__Work to be completed__: Can you rewrite the rows below, swapping every "single pin" for "single marker" and leaving everything else unchanged?

(Data items)

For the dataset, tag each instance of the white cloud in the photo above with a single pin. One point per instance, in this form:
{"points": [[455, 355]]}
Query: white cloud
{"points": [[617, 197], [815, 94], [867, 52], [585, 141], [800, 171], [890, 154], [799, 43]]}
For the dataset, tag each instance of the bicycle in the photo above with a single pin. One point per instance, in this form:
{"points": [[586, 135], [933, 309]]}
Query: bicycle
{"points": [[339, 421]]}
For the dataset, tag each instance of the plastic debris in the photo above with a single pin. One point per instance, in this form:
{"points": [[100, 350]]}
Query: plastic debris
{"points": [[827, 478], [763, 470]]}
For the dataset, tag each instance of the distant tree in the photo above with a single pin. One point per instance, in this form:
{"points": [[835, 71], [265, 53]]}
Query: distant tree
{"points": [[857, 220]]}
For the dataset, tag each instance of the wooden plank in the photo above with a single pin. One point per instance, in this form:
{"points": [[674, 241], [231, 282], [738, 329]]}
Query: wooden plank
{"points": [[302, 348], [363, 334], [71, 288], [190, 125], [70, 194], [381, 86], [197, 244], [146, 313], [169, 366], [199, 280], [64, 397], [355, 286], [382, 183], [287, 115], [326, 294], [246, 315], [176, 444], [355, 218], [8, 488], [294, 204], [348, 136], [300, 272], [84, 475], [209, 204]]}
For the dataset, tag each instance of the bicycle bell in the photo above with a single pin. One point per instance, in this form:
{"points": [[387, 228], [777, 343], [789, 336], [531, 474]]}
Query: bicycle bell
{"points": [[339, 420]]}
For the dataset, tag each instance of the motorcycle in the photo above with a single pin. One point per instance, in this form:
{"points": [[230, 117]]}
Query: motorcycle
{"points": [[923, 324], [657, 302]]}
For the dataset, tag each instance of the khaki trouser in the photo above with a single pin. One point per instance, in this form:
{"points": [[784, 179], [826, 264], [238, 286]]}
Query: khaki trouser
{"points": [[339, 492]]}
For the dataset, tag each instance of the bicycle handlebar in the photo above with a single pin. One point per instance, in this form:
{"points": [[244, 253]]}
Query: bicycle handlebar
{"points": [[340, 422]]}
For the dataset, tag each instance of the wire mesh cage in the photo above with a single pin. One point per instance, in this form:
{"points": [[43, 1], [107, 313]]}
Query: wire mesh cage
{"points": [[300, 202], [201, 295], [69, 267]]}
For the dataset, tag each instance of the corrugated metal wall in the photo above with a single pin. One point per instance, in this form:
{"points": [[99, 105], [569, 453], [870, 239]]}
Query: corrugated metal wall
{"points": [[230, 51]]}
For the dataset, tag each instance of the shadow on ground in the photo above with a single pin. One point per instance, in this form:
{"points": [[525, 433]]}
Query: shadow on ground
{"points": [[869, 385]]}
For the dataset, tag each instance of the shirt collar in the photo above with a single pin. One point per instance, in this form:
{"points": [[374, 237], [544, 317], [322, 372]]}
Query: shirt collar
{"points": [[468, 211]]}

__Exercise solution__:
For the dataset, tag each instance of the white cloud in the photo above with a single marker. One point per instance, in this form:
{"points": [[455, 355]]}
Query: white cloud
{"points": [[617, 197], [815, 94], [867, 52], [585, 141], [800, 171], [890, 154], [799, 43]]}
For the dataset, tag each instance of the bicycle in the photo above with a single marker. One point per instance, in this form:
{"points": [[586, 135], [933, 309]]}
Query: bicycle
{"points": [[339, 421]]}
For the dataset, tag each instance of the plastic debris in the photo above with a single marker. One point per instance, in this form:
{"points": [[100, 350]]}
Query: plastic debris
{"points": [[827, 478], [763, 470]]}
For the dataset, tag each instance of the distant tree in the photo above with a single marker. One point per instance, in this form:
{"points": [[835, 71], [265, 53]]}
Query: distant tree
{"points": [[857, 220]]}
For the dataset, tag each instance of the wooden plank in the photo above with a single marker. One point per instance, in this form:
{"points": [[674, 241], [231, 282], [738, 329]]}
Query: wooden plank
{"points": [[302, 348], [363, 334], [71, 288], [190, 125], [70, 194], [381, 86], [197, 244], [146, 313], [169, 366], [199, 280], [64, 397], [355, 286], [382, 183], [287, 115], [326, 294], [246, 315], [176, 444], [355, 218], [8, 488], [294, 204], [348, 136], [300, 272], [84, 475], [209, 204]]}
For the dataset, tag each instance of the bicycle bell in the photo above with a single marker. One point per instance, in this form:
{"points": [[387, 228], [777, 343], [789, 336], [531, 474]]}
Query: bicycle bell
{"points": [[339, 420]]}
For the dataset, tag each instance of the motorcycle in the photo above with a single marker. One point per instance, in this form:
{"points": [[230, 117]]}
Query: motorcycle
{"points": [[923, 324], [657, 302]]}
For the dataset, tag each instance of the khaki trouser in the photo above with a single marker. One point per instance, in this form:
{"points": [[784, 179], [826, 264], [238, 286]]}
Query: khaki trouser
{"points": [[339, 492]]}
For the dataset, tag each instance of the bicycle handlebar in the photo above with a single marker. One point per instance, in this form:
{"points": [[244, 253]]}
Query: bicycle handlebar
{"points": [[340, 422]]}
For the dataset, tag each instance of the wire mesh cage in the photo above with a single marker. One point per instance, in this form:
{"points": [[43, 1], [107, 313]]}
Query: wire mesh cage
{"points": [[300, 202], [201, 295], [69, 267]]}
For the dataset, tag each instance of the corrugated metal wall in the photo above with a single marker. One point per instance, in this form:
{"points": [[99, 105], [569, 453], [870, 239]]}
Query: corrugated metal wall
{"points": [[230, 51]]}
For the dataset, tag each instance of the shadow on ground in the photo above with a single marker. One point per instance, in this form:
{"points": [[525, 433]]}
Query: shadow on ground
{"points": [[869, 385]]}
For the dataset, tag each instance of the shirt collar in the photo above with a single marker. One point per instance, in this form:
{"points": [[374, 237], [544, 317], [322, 372]]}
Query: shirt collar
{"points": [[468, 211]]}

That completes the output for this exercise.